WHAT IS BEING ASKED: Reproduce every entry below precisely; do not include the pictures.

***** RECORDS FOR THIS TASK

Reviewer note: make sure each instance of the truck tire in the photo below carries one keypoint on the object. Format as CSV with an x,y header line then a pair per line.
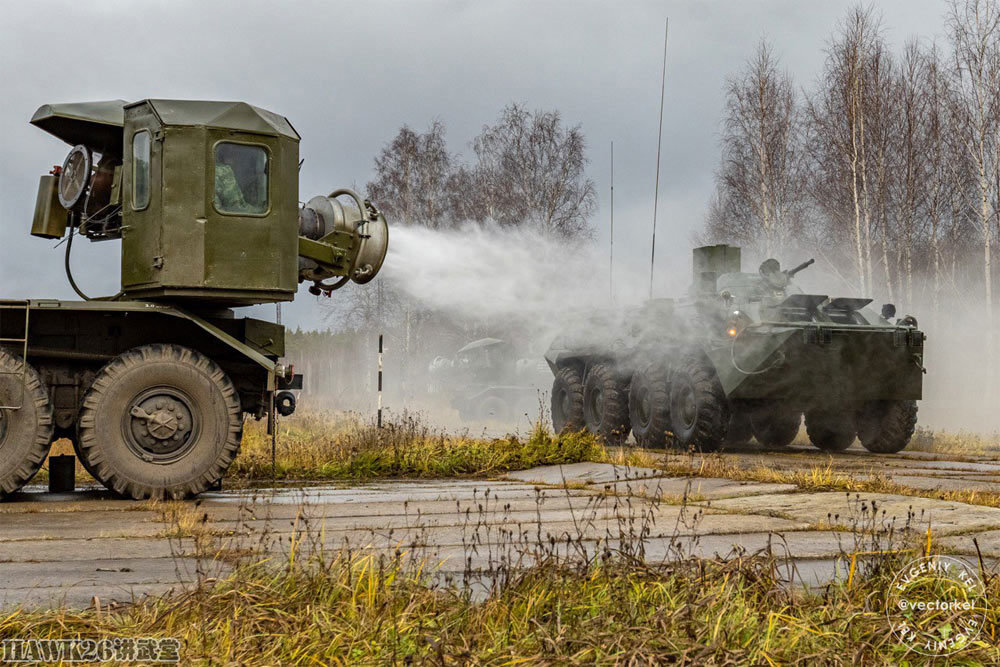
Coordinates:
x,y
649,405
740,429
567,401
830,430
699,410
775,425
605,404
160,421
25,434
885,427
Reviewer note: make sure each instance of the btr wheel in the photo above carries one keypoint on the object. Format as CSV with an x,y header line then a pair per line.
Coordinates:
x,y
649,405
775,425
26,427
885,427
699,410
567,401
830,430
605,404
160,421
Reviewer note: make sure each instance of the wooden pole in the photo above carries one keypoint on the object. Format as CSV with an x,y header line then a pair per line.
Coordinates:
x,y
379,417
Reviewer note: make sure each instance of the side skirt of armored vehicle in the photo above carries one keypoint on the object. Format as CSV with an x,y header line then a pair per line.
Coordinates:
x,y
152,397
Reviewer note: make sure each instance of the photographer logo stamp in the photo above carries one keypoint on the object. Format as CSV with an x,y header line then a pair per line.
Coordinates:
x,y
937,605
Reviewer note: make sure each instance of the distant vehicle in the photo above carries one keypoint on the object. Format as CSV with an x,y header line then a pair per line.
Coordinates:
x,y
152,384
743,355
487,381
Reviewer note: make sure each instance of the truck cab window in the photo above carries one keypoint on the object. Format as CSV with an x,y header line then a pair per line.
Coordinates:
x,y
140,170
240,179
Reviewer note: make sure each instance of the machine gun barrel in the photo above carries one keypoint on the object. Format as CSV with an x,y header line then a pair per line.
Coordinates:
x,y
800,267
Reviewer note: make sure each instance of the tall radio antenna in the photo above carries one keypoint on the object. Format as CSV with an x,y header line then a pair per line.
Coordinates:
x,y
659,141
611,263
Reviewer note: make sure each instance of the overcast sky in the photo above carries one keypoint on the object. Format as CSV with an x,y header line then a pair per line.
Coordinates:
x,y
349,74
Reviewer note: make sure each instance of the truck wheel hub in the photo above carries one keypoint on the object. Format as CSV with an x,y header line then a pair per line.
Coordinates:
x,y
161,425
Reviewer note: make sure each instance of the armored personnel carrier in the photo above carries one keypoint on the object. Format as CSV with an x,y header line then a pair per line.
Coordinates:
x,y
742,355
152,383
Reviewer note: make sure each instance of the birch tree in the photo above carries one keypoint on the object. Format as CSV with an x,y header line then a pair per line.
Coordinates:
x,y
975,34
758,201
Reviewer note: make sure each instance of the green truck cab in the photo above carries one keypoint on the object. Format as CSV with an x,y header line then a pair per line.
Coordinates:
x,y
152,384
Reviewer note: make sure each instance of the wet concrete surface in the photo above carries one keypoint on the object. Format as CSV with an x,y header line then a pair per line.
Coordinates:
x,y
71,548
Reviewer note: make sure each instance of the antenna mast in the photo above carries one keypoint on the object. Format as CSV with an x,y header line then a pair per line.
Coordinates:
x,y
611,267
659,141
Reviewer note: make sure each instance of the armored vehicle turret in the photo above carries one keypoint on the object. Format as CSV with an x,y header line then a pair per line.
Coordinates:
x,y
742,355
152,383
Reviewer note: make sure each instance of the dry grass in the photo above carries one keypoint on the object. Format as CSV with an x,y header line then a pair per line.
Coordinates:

**********

SOLVED EXERCISE:
Reviewer note: make sure each instance of the truck tire in the photo below carries one keypoint on the object. Format as CSV with an x,y header line then a pair per line.
Coordinates:
x,y
649,405
740,429
567,401
830,430
699,410
775,425
605,404
160,421
25,434
885,427
Reviewer note: make sure each instance of the btr wheel in the photo above carries one keypoint on the object. Format as CSV with an x,y header line then a pair per line.
Coordinates:
x,y
649,405
775,425
26,427
885,427
699,410
567,401
830,430
605,404
160,421
Reviewer note: make sure each instance of the wooden pole in the photo above carries one keypoint on the object. Format as CSV with an x,y header line then a pair per line.
Coordinates:
x,y
379,417
Reviewer note: make sure each instance of the side skirt of armored vehicle in the photo above carries one keypoint on the object. Format as CSV with an x,y header line then a pair per line.
Coordinates:
x,y
152,397
Reviewer note: make sure each instance of the photographer logo stamp in the photo above carries one keypoint on the object. Format as CSV with an x,y header line then a pair per line.
Coordinates:
x,y
937,605
Reviewer note: make sure each instance of the distant vehicle in the photo above carries one keypoint on the object. Format as CSV with an x,y header line then a pair per line.
Coordinates:
x,y
152,384
743,355
487,381
Reviewer note: make sure each instance of the truck cab window in the photo above carries one keypoint on the object. Format as CSV with an x,y header line then a pair per line.
Coordinates:
x,y
140,170
240,179
Reviewer note: make sure each instance of the machine gun barrel in the photo above carries one keypoint on the object. Format as CSV with an x,y header line then a pair per line.
Coordinates:
x,y
800,267
Reviewer note: make sure each instance of the tall radio antenna in the photo above carries one keypoint on the object. Format as CSV with an x,y header line then a pair per line.
Coordinates:
x,y
659,141
611,263
Reviewer note: make sure each instance of the overcast sky in the photo above carries one keypoint on the object. Format as CSV with an x,y header line then a pair per line.
Coordinates:
x,y
349,74
Reviewer note: make sure each instance of the truck wheel hub in the photo above carries one keypoint on the object. Format as CSV with an x,y header line then a pair per line.
Coordinates:
x,y
161,425
Reviewer note: make sure each instance of the armored personnel carrier in the photo above carries one keypoint on the object. Format as CSV with an x,y header line then a pair per line.
Coordinates:
x,y
742,355
152,383
Reviewer note: make sure each instance of the birch tree in the photo above carries one keypoint on the object. Format as CSV with an x,y header line then a pair per line.
Coordinates:
x,y
975,34
758,201
Reviewer note: make sure each instance of the green truck cab in the photo above carries one keypoint on the object. Format as CSV with an x,y header line then a pair per line.
Coordinates:
x,y
152,384
Reviewer note: make sure each instance of the wet concrete surface in the photo above carries one keypoint on the object. Format as CSV with an x,y header line then a pair per line.
Coordinates:
x,y
71,548
Reviewer note: make sure each instance of the antenna mast in the photo above carries one keypoint on the object. Format as CSV with an x,y header line then a pair per line.
Coordinates:
x,y
611,267
659,141
Reviewer note: make sure each instance of the armored vehicle turret in the photo above carries one keypoint on the object. Format as CSV with an x,y header line then a pair per line.
Coordinates:
x,y
742,355
152,383
Reviewer note: make sure each instance of the dry grass in the photo above carries one keypoint on the object. Format as CSV with an x,y header line then a pair per line.
Coordinates:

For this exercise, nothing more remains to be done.